● **Exercise**: Gather each line of the material below that contains the string "dish", and note that case counts when matching.

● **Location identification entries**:
==*==

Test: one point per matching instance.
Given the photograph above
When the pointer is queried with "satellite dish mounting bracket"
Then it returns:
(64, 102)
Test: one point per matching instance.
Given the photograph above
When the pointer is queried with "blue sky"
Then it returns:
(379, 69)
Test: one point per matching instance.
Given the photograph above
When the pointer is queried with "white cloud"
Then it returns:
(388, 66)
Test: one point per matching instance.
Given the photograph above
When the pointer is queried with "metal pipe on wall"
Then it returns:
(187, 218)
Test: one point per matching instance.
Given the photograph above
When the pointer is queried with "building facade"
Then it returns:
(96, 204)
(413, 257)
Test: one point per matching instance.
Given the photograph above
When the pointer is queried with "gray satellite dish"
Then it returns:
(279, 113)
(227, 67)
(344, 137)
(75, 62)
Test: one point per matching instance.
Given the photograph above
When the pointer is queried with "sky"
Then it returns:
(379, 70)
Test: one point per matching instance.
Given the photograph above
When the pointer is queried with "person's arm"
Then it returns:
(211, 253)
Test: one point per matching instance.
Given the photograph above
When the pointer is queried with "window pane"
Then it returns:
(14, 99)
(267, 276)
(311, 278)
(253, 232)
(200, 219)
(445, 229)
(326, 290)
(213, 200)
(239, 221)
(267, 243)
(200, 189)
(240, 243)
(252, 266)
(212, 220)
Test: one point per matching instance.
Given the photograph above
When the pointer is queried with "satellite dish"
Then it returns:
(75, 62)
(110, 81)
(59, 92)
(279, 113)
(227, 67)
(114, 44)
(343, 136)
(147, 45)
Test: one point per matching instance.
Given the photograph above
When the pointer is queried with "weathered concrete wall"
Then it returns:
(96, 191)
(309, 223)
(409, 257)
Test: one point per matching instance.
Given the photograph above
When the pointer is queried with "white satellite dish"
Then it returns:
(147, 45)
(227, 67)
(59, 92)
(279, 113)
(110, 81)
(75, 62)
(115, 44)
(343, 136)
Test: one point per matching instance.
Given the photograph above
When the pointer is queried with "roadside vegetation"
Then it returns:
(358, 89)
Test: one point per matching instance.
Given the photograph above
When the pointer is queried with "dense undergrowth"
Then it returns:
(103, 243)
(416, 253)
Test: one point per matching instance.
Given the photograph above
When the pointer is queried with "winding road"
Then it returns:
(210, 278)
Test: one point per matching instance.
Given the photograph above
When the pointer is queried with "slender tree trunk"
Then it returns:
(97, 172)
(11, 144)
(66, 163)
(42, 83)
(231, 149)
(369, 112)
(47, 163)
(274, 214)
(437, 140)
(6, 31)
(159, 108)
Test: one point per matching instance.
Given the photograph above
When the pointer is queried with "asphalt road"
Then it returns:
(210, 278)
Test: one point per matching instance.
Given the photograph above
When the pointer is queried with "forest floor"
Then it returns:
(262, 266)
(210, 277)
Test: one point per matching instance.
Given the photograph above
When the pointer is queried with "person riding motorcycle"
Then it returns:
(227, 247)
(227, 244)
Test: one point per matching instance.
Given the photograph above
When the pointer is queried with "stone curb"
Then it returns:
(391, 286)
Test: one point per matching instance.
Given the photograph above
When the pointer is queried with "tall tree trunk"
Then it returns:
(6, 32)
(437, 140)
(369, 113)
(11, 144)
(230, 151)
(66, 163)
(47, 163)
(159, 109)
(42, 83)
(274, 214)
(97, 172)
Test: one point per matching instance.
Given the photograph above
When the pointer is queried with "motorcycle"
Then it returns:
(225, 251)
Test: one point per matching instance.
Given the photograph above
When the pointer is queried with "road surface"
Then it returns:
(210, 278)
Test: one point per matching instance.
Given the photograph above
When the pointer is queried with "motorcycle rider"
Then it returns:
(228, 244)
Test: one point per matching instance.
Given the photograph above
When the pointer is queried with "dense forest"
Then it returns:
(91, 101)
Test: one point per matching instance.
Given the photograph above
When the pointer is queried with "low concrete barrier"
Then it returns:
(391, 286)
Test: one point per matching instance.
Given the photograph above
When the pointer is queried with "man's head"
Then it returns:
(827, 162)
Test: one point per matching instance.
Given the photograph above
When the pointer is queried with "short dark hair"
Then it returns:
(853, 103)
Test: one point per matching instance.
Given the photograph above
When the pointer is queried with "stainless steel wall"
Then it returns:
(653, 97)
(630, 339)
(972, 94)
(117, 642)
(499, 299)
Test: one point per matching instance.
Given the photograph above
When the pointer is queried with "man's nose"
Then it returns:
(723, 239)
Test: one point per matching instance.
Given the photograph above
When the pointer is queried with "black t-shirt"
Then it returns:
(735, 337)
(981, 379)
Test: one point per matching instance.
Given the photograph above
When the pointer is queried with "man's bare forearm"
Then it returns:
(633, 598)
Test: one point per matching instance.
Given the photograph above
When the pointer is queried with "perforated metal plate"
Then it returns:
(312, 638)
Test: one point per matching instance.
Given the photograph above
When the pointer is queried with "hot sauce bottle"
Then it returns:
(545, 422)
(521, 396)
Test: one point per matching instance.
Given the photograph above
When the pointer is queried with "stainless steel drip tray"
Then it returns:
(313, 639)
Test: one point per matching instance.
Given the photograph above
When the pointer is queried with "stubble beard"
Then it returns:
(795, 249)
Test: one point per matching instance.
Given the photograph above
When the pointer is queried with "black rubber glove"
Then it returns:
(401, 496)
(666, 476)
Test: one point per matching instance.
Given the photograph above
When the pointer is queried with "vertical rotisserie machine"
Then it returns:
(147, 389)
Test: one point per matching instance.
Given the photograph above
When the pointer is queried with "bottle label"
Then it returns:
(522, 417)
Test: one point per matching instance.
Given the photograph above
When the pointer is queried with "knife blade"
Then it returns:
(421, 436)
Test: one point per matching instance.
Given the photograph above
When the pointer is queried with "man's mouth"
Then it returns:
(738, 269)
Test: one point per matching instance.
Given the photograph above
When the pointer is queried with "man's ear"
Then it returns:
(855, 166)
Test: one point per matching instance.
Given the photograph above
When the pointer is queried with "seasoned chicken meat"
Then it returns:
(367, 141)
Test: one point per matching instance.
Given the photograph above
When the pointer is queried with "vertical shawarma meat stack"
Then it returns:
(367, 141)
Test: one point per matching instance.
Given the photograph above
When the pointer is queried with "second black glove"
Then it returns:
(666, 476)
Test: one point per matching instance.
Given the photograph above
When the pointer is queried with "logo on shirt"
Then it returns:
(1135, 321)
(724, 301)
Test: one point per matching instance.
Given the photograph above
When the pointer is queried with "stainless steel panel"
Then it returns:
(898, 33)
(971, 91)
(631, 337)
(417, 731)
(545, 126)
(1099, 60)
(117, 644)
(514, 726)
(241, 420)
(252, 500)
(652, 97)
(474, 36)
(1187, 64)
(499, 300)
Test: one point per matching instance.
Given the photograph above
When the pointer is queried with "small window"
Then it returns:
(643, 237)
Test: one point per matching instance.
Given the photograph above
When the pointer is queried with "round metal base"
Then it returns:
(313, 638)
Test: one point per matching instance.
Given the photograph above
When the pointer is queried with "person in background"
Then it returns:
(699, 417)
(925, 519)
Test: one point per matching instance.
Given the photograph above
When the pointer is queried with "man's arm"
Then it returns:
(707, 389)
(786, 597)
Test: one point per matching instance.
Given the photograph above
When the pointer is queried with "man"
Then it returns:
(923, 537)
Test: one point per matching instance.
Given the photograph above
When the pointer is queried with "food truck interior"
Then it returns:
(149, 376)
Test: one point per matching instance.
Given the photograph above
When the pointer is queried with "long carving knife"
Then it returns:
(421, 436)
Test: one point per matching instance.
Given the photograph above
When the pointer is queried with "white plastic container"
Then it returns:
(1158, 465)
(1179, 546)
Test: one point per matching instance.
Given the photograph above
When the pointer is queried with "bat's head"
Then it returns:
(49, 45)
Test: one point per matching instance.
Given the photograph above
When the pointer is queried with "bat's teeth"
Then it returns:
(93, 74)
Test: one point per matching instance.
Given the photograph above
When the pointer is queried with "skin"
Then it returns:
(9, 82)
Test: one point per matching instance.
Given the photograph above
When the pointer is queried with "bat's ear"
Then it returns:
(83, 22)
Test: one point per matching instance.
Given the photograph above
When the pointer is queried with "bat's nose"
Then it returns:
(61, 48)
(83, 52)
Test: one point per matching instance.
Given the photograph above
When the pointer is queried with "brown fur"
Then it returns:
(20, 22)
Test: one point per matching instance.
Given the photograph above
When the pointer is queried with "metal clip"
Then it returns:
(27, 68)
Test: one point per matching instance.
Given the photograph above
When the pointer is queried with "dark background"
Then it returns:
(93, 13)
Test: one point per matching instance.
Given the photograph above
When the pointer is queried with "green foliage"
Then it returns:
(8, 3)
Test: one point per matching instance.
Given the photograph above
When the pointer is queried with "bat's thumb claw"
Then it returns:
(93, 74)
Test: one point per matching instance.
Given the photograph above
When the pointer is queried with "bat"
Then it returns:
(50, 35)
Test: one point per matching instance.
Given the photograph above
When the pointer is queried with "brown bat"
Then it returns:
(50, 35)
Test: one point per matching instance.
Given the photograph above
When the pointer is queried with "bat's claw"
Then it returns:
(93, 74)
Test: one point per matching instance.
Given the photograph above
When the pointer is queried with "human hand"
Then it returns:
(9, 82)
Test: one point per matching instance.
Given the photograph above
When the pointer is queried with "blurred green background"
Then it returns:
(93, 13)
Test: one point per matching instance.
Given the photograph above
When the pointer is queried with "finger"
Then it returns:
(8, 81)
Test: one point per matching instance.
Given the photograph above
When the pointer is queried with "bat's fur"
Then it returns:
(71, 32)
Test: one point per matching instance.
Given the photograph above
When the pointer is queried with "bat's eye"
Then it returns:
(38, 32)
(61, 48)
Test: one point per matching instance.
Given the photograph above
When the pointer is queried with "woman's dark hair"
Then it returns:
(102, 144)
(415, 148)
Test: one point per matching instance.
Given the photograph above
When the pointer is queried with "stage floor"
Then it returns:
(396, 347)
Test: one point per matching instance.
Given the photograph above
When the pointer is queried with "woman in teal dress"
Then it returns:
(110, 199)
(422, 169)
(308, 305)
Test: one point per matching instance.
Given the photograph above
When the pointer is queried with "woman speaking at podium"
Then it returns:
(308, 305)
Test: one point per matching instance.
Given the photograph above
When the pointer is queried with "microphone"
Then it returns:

==*==

● **Response below**:
When the pointer is queried with "satellite dish mounting bracket"
When the pointer is queried with "gray satellite dish"
When the pointer is queried with "satellite dish"
When the pointer is queried with "white satellite dish"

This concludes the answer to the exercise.